--- Begin Record set ---
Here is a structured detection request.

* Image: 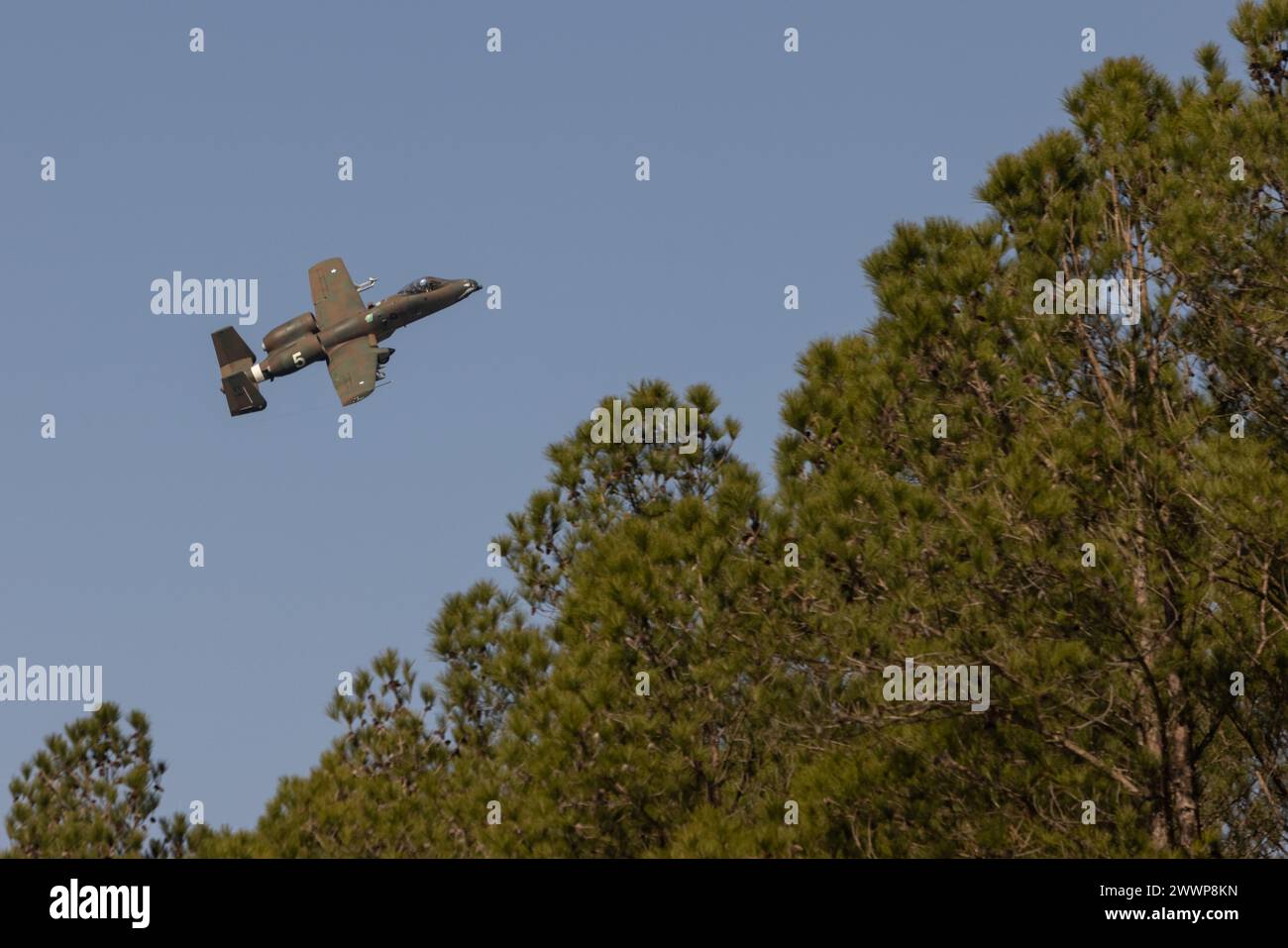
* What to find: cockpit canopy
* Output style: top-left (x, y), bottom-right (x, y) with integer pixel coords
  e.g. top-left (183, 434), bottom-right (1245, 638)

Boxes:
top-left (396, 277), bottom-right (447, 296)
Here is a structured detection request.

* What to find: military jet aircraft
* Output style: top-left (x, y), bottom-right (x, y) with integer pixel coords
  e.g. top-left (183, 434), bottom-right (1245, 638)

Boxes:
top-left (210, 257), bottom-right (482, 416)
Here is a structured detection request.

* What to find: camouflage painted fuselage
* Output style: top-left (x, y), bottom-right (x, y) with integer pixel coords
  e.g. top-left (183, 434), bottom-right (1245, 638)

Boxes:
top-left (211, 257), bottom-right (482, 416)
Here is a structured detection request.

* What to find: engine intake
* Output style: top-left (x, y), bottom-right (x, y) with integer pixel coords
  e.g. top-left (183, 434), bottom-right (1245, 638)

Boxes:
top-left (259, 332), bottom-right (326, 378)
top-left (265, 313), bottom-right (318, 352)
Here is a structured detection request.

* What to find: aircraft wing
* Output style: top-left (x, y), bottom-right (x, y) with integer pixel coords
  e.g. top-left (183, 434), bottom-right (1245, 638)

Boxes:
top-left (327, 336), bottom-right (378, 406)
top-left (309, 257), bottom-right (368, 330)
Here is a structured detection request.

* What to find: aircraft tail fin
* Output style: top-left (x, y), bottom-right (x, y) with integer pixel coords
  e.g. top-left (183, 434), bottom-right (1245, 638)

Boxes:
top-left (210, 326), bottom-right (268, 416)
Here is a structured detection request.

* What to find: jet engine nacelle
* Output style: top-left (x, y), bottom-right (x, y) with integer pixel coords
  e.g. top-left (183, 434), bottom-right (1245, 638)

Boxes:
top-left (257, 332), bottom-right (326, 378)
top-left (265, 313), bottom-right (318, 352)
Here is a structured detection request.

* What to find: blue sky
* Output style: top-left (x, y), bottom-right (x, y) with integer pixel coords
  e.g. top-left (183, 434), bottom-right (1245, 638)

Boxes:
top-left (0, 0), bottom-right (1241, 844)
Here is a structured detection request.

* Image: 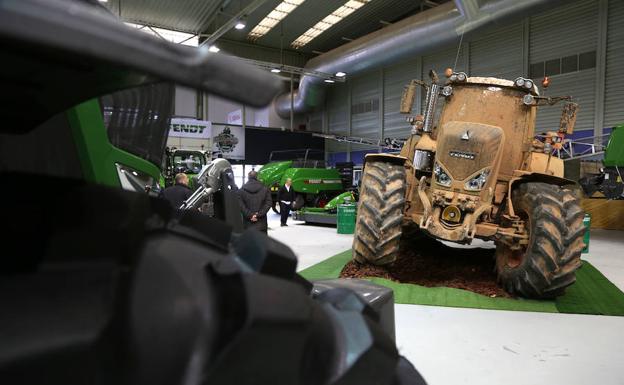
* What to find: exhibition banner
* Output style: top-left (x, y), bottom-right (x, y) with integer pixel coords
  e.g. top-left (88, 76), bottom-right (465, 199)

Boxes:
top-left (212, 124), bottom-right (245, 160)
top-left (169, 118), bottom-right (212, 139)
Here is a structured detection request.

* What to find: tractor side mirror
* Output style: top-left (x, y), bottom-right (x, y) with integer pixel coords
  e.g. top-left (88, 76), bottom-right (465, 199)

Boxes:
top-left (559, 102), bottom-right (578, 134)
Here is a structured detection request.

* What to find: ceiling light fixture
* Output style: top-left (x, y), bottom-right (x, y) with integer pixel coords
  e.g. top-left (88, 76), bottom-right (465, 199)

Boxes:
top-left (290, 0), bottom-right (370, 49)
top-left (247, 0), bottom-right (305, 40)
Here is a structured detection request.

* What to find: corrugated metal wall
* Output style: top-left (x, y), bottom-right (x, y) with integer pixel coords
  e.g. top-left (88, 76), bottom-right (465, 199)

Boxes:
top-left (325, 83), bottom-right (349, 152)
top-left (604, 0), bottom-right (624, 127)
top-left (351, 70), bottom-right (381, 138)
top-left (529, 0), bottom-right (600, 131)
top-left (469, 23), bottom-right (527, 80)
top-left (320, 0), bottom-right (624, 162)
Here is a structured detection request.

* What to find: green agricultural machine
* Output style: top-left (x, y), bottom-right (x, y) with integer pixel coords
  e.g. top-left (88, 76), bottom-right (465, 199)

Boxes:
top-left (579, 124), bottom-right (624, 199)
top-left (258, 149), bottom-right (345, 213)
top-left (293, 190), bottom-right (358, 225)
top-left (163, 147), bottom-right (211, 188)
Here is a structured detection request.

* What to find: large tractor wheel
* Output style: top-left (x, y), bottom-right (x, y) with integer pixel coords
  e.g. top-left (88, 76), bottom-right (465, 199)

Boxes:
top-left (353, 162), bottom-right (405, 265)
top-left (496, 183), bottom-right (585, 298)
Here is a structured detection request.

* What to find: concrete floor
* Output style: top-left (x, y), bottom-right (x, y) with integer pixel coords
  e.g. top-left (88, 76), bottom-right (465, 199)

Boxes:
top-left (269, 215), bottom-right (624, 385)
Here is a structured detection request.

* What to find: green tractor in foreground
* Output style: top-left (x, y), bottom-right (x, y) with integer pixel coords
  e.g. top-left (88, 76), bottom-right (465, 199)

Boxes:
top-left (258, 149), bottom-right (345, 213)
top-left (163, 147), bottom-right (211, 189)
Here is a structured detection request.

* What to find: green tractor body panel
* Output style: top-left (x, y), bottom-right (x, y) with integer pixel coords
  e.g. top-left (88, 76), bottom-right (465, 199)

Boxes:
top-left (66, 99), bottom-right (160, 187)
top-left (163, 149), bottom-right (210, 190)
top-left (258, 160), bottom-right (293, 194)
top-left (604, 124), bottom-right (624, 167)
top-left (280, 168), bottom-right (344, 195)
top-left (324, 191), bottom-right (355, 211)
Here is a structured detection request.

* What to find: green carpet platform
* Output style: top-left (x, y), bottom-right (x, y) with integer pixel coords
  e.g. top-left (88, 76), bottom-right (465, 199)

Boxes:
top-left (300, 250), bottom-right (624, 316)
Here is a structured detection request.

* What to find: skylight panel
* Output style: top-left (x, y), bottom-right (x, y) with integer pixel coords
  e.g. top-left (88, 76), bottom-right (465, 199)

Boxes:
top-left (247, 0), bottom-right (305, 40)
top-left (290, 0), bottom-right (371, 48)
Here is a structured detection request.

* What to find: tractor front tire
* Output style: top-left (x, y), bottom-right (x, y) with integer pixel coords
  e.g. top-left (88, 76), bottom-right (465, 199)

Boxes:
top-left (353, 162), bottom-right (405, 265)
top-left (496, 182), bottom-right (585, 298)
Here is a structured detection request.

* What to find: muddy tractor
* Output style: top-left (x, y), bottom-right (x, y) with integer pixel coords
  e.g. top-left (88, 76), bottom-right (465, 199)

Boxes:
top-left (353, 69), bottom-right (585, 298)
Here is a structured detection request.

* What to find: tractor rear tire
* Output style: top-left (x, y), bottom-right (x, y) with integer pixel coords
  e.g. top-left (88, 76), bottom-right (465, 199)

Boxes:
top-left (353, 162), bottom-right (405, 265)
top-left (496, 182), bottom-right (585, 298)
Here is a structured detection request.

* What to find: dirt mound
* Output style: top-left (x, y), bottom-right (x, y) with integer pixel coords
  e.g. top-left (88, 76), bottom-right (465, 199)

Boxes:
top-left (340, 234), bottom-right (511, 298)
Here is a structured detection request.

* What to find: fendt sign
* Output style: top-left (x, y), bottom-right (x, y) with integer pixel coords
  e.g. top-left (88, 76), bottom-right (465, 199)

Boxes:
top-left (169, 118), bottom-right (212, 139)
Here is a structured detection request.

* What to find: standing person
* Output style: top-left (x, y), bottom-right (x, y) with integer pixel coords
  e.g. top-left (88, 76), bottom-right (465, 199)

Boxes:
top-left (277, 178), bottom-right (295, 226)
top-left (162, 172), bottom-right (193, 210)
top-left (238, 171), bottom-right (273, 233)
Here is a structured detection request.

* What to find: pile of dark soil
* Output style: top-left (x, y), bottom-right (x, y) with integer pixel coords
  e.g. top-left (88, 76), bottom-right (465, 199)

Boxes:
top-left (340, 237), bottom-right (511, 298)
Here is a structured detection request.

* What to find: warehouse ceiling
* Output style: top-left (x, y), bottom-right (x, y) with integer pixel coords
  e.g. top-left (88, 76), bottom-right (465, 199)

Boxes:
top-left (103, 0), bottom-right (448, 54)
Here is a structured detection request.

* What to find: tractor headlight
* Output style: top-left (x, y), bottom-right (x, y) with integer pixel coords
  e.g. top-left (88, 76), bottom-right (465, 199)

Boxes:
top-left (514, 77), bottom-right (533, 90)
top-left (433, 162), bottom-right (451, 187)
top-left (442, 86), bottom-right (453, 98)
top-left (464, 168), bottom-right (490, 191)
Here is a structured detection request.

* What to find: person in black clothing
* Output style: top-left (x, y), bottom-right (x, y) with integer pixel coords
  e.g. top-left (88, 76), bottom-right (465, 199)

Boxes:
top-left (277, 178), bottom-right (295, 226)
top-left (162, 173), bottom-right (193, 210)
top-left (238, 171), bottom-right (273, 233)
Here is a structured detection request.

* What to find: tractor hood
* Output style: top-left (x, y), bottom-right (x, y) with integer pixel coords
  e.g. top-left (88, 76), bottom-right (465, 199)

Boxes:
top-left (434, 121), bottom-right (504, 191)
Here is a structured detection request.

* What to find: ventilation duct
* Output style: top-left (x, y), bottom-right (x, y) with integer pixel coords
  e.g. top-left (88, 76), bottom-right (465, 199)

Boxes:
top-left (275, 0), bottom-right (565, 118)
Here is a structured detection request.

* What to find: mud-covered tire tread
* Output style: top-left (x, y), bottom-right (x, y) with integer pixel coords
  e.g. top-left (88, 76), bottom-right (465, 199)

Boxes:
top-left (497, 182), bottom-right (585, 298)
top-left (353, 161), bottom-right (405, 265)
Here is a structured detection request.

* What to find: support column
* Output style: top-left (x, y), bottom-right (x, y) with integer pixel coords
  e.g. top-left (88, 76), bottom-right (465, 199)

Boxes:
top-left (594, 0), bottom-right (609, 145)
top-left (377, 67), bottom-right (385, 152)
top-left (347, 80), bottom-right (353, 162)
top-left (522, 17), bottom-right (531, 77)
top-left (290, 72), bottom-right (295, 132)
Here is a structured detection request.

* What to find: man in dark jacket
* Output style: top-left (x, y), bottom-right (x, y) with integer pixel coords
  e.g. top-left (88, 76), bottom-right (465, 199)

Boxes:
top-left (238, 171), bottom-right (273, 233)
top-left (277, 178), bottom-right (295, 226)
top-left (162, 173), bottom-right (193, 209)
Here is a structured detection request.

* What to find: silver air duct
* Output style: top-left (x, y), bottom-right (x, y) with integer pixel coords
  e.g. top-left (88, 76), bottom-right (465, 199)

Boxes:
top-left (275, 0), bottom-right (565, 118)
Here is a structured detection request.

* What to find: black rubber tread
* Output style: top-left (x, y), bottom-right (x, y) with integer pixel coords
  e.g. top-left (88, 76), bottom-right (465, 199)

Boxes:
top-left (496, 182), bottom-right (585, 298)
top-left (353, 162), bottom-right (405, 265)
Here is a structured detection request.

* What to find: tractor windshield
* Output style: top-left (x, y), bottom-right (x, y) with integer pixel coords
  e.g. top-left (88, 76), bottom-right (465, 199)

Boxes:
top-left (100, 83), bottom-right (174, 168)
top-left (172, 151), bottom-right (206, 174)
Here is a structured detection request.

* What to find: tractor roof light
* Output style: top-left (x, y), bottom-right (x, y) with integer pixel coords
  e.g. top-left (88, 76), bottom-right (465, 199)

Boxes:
--- End Record set ---
**Problem to work on**
Find every line in the material that contains the string "engine", and copy each one.

**Response**
* What to find: engine intake
* What to find: jet engine nacelle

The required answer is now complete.